Work to complete:
[1] Return the passage of the crime article exactly as it appears, from "He said Bahamians" up to and including "five per cent.".
[2] Write the next part of the article on crime in the Bahamas, beginning right after its final sentence.

AS the murder rate hit 86 for the year, FNM leader Dr Hubert Minnis called on the governing PLP to do a better job in tackling crime.
Under the PLP, he noted, 41 people have been murdered – nearly as many in their four months of governance as occurred in the first five months of the year, when the FNM were in office.
“That said, the governing party continues to use its magical numbers machine, its fancy talk and blatant storytelling to advance the view that Urban Renewal 2.0 is a panacea, that they held and still have all the answers to the crime problem and that they, the PLP, have worked miracles. Oh, but for political reality!” Dr Minnis said.
He said Bahamians must already feel disillusioned by the PLP’s false promises and often repeated pledge to “redouble” the government’s effort to fight crime.
“When it comes to a tangible thrust to fighting crime, one wonders what exactly (Prime Minister) Christie means. Promises, promises, promises – and more promises – the PLP is long on talk, short on action,” Dr Minnis said.
He noted that compared to last year, crimes against the person – according to the Royal Bahamas Police Force’s own crime statistics – are up by five per cent.
“Moreover, the placing of armed police officers in schools — around our nation’s darlings, our nation’s youth — is a gross miscalculation. The school is a place where learning is supposed to occur, where we groom and develop a dutiful citizenry. The school should never be morphed into a militarised zone due to knee-jerk tokenism, or political expediency,” Dr Minnis said.
“With police in the schools, how will our already over-stretched police force effectively meet the demands of serving and protecting the citizenry of our beloved land? Can we afford to assign more than 200 armed officers to the schools?
“And, what will school security officers do? If Urban Renewal 2.0 has seen so much success, as the PLP claims, then why are they posting police officers in schools, why are they not confident that their efforts in Urban Renewal will translate from the community onto the school campuses? Why have they not thought to simply post officers outside of the school zones during peak hours?”

Information given:
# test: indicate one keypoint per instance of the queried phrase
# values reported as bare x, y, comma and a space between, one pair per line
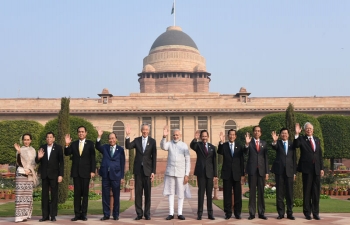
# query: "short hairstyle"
308, 123
27, 134
284, 129
112, 133
145, 124
81, 127
50, 132
256, 127
228, 132
204, 131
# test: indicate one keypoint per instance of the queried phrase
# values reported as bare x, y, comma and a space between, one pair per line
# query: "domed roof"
174, 36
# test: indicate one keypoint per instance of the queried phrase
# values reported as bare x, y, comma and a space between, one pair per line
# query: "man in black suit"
205, 170
232, 173
311, 166
144, 168
284, 167
257, 170
51, 170
111, 171
82, 153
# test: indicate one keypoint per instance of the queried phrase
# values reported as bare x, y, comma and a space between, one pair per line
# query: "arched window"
230, 124
118, 129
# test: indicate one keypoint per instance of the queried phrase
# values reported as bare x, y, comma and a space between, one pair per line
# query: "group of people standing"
82, 153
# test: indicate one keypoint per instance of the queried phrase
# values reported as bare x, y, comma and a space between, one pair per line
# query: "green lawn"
95, 207
326, 206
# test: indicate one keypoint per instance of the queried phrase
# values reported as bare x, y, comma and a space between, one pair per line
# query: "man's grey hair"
145, 124
308, 123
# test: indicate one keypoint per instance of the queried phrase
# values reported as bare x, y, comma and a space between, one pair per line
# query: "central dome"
174, 36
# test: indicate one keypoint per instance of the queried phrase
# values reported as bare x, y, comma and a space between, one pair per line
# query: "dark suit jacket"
85, 164
284, 161
309, 160
232, 166
115, 163
53, 167
148, 158
205, 165
257, 160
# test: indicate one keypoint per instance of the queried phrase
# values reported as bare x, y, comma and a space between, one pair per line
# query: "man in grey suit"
177, 171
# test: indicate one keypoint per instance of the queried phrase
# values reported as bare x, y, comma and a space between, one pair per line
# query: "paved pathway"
159, 210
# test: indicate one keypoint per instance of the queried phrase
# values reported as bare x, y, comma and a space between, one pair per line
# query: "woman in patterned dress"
26, 178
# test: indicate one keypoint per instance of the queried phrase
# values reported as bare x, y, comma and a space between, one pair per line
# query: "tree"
336, 135
63, 129
11, 132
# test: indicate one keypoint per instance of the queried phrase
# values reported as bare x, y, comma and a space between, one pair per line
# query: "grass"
326, 206
94, 208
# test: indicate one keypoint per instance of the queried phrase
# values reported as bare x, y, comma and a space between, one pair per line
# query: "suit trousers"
284, 189
142, 184
311, 193
107, 184
81, 195
49, 208
205, 185
256, 182
237, 193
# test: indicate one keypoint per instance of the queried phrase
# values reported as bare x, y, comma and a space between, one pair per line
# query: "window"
118, 129
174, 124
148, 120
202, 123
230, 124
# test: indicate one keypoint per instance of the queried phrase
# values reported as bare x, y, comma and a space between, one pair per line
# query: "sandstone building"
174, 91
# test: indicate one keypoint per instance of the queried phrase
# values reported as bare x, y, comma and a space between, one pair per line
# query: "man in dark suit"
205, 170
144, 168
311, 166
257, 170
232, 173
284, 167
111, 171
50, 157
82, 153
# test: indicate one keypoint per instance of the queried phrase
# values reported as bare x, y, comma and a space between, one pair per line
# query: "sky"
273, 48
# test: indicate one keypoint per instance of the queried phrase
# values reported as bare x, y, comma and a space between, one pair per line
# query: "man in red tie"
311, 166
257, 170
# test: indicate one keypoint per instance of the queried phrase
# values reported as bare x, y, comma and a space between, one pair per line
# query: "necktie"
205, 149
81, 146
231, 147
111, 151
312, 144
285, 147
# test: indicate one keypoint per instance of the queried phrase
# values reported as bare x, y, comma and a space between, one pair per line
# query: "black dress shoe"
263, 217
211, 217
291, 217
181, 217
104, 218
75, 219
170, 217
138, 217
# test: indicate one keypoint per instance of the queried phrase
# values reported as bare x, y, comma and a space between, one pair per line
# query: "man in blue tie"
111, 171
284, 167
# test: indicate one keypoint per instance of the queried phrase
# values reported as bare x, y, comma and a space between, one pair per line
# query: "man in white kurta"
177, 171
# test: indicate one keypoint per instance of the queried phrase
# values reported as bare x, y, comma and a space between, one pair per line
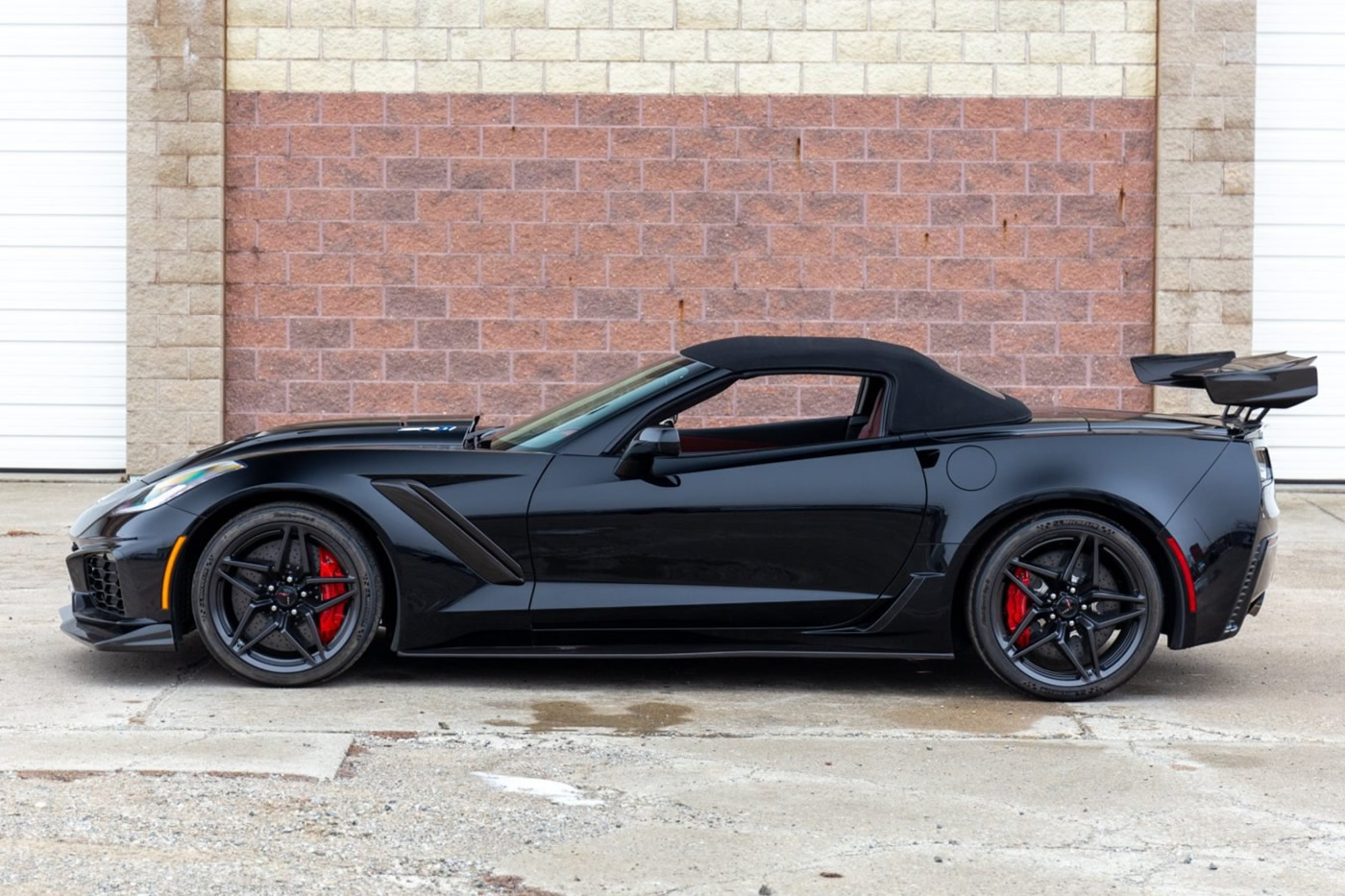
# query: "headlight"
170, 487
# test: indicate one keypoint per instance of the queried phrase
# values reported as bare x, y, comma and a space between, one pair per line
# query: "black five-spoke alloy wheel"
286, 594
1065, 607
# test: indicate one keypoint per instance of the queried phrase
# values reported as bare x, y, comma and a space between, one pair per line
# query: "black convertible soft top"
928, 397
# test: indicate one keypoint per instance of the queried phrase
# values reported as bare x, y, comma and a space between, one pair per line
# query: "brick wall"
434, 254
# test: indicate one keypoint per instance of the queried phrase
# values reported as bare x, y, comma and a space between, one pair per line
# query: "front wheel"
1065, 607
286, 594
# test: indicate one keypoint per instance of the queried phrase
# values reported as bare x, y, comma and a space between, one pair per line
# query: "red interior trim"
1186, 570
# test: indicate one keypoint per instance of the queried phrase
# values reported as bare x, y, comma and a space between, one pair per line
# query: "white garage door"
1300, 237
62, 234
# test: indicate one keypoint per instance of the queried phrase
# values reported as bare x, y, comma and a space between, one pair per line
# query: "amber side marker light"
1172, 544
172, 559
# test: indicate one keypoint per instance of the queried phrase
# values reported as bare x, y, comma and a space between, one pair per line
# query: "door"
1300, 224
780, 539
63, 235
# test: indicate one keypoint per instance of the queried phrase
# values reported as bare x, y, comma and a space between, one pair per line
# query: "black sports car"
896, 510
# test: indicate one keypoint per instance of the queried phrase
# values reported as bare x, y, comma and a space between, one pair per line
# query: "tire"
1036, 634
286, 594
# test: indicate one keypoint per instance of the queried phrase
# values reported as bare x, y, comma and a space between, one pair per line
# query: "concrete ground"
1216, 770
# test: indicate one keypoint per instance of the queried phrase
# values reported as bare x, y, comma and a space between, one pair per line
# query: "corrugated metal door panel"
1300, 224
63, 235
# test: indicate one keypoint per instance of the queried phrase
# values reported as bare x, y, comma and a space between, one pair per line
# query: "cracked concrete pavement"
1216, 770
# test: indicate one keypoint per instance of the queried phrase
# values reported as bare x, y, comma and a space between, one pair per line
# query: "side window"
776, 410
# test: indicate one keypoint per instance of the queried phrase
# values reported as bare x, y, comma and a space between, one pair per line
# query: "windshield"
553, 426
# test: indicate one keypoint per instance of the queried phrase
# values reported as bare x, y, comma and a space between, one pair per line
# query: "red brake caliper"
329, 620
1015, 606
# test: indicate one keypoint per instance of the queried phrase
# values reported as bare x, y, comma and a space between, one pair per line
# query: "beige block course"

Outputs in order:
[1]
He said Bahamians must already feel disillusioned by the PLP’s false promises and often repeated pledge to “redouble” the government’s effort to fight crime.
“When it comes to a tangible thrust to fighting crime, one wonders what exactly (Prime Minister) Christie means. Promises, promises, promises – and more promises – the PLP is long on talk, short on action,” Dr Minnis said.
He noted that compared to last year, crimes against the person – according to the Royal Bahamas Police Force’s own crime statistics – are up by five per cent.

[2]
Dr Minnis said the parameters of Urban Renewal 2.0 have yet to be defined.
So far, he said, the reincarnated Urban Renewal 2.0 has led to the tearing down of a “few houses, some of which they should not have”.
He said: “The PLP claims to have seen positive changes; however, we haven’t seen any real inroads in terms of the fight against crime. In fact in notable instances senior and experienced police prosecutors have been summarily removed from the Magistrates Courts and posted to Urban Renewal, thereby throwing several Magistrates Courts into administrative turmoil, and badly hampering the struggle to administer timely and effective justice in our Magistrates’ Courts, which more than 90 per cent of Bahamians look to for redress from those who commit all but the most serious crimes.
“In fact the result of the Urban Renewal turmoil is that a full Superintendant of Police (one of the most senior ranks in the force) has been assigned on an emergency basis to work as a prosecutor in a Magistrates Court (performing the job usually performed by a Police Corporal, Sergeant or perhaps, at most, a Police Inspector).
“Moreover, when will the PLP’s promises to place greater emphasis on child protection laws, witness protection and swift justice be unveiled in a detail-oriented format? Or, are these other examples of that political ‘hot air’ which has become synonymous with the Perry Christie PLP? What will be the genesis of such initiatives and who will have oversight?”